§ **WHAT THIS TASK INVOLVES**: Extract the whole listing as it stands. Do not include the pictures.

§ **TASK DATA**:
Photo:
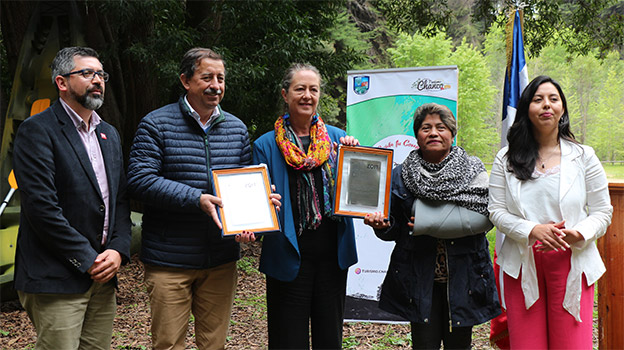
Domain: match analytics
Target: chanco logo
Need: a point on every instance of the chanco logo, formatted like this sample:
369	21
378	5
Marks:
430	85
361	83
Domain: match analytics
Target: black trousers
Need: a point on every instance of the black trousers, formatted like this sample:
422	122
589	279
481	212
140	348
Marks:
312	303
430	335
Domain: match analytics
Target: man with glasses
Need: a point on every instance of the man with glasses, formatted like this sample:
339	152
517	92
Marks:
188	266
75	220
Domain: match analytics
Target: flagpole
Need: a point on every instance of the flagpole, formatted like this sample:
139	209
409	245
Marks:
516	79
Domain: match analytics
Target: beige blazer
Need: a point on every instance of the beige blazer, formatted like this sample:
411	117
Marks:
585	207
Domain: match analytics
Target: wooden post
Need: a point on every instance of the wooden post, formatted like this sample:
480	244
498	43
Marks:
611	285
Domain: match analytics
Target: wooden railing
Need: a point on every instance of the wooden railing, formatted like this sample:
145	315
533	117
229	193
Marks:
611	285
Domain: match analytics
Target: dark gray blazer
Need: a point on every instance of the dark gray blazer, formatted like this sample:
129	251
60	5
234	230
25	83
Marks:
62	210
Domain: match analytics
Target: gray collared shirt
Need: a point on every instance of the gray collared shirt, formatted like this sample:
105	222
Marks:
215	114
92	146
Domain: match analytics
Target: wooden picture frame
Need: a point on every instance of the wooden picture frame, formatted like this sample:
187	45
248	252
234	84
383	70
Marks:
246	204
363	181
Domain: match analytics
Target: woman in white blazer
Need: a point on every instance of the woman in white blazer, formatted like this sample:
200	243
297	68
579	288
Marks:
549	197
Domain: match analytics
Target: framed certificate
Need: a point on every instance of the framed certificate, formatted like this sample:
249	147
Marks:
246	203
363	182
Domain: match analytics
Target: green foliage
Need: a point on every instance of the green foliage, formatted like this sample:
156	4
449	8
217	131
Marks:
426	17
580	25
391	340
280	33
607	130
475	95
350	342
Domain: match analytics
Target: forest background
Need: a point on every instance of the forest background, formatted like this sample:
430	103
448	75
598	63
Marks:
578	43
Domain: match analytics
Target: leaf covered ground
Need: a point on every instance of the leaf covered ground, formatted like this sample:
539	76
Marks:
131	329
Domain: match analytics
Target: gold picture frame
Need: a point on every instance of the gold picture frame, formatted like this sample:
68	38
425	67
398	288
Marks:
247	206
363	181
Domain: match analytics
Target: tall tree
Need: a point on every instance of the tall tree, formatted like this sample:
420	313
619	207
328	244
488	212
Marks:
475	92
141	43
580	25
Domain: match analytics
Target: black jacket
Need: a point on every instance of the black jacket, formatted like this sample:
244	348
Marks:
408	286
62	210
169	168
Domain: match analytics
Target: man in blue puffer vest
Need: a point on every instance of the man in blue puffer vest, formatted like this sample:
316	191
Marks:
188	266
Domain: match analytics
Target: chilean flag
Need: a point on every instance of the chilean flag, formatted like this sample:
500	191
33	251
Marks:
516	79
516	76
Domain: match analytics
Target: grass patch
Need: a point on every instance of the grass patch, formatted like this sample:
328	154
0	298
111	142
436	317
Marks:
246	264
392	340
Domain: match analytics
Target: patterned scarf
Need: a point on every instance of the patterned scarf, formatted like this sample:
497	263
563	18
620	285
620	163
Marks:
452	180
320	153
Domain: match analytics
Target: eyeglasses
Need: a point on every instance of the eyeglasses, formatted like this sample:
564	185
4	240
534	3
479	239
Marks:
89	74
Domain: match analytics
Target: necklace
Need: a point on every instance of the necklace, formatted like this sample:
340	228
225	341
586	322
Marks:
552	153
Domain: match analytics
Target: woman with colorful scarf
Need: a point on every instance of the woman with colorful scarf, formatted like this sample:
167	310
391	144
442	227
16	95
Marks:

§ **FINAL RESULT**:
Photo:
Domain: match analytics
Target: chanco logo
Need: a point on every instance of the chanco logo, formatted like this sample:
369	21
378	5
Marks:
430	85
361	83
Domain: match analytics
Target: black trousers
Need: a point on every instance of the black trousers, formatted like this sample:
422	122
589	279
481	212
140	348
Marks:
312	303
430	335
Domain: match analytics
Target: man with glasses
Need: a point on every instance of the man with glasses, formatted like this sample:
339	152
517	92
Marks:
188	266
75	220
Domain: match analytics
Target: flagpole
Need: a point on every instance of the flagpole, formatted like this sample:
139	209
409	245
Marks:
516	79
Domain: match analytics
Target: beige blazer
Need: a point on every instance of the beige blazer, formatted like this sample:
411	117
Marks:
585	207
Domain: match analytics
Target: wooden post
Need: a point on every instance of the wooden post, formatted like this sample:
480	244
498	43
Marks:
611	285
Domain: match analytics
Target: wooden railing
Need: a point on every instance of the wooden railing, formatted like this sample:
145	315
533	117
229	193
Marks:
611	285
Domain: match analytics
Target: dark gray blazer
Need: a point on every instance of the dark gray blazer, formatted like this sample:
129	251
60	5
234	230
25	83
Marks:
62	210
Domain: match analytics
Target: gray collared shirt
Need: a point on every instance of the gray collared shirt, formatted like this sample:
105	222
Marks:
215	114
92	146
Domain: match analytics
Target: wooden picture frame
Need: a point on every instance of the wooden picture frame, formatted like this sample:
187	45
248	252
234	84
383	70
Marks:
246	204
363	181
Domain: match analytics
Target: woman in white blazer
Need: a point on every instance of the woman in white blazer, formatted like this sample:
200	243
297	68
579	288
Marks:
549	197
Domain: match analytics
Target: framed certificate
Need: a point on every instance of the framed certificate, formatted like this sample:
249	147
Marks:
246	203
363	182
Domain: match analytics
Target: green foliage
Need: a point on every instance of the green foliage, formatted like this sample:
156	4
449	8
217	131
Marks:
426	17
580	25
391	340
280	33
607	130
475	95
350	342
Domain: match analytics
Target: forest background
Need: a point on every instance of the forest background, formatted like this sample:
430	103
448	75
598	63
Marks:
578	43
Domain: match analytics
Target: leaf covered ground
Need: a point on every instance of the leaf covered ground, formatted like this sample:
539	76
Marks:
131	329
Domain: match analytics
Target: gold picture frame
Need: a point on every instance of the gold picture frame, formatted like this sample:
68	38
425	67
398	288
Marks:
247	206
363	181
Domain: match analytics
Target: tall tree
Need: a point on every instance of the tall tree, formatted like this sample:
420	313
619	207
328	244
488	212
Marks:
475	92
141	43
580	25
Domain: match analytics
Target: black jacket
Need: a point on every instance of the black jacket, formatted like this sample:
244	348
Marks:
408	286
62	210
169	168
Domain: match analytics
Target: man in blue puffer vest
Need: a point on every instance of the man in blue puffer vest, formatted like this sample:
316	191
Marks:
188	266
Domain: match analytics
Target: chilean flag
Need: a point on every instance of the chilean flag, formatted like this sample:
500	191
33	251
Marks:
516	79
516	76
Domain: match analytics
Target: grass patch
Need: a point on every instance of the grass patch, formatted like this sample:
328	154
0	298
111	142
436	317
Marks:
246	264
392	340
Domain: match analytics
Target: patterned scarf
Need: a point on every instance of the patterned scarf, formatted like this sample:
497	263
563	18
620	285
620	163
Marks:
452	180
320	153
Domain: match analytics
Target: eyeglasses
Need: a point on every instance of the eyeglasses, formatted like this sample:
564	185
4	240
534	3
479	239
Marks:
89	74
Domain: match analytics
Target: necklace
Need: a point on every instance of the necklace, formatted like this sample:
340	228
225	341
586	322
Marks:
552	153
Domain: match analytics
Target: woman with colorful scarf
Need: a point on every instance of the woman with colorful scarf, formatted like this sample:
167	310
391	144
442	227
16	95
Marks:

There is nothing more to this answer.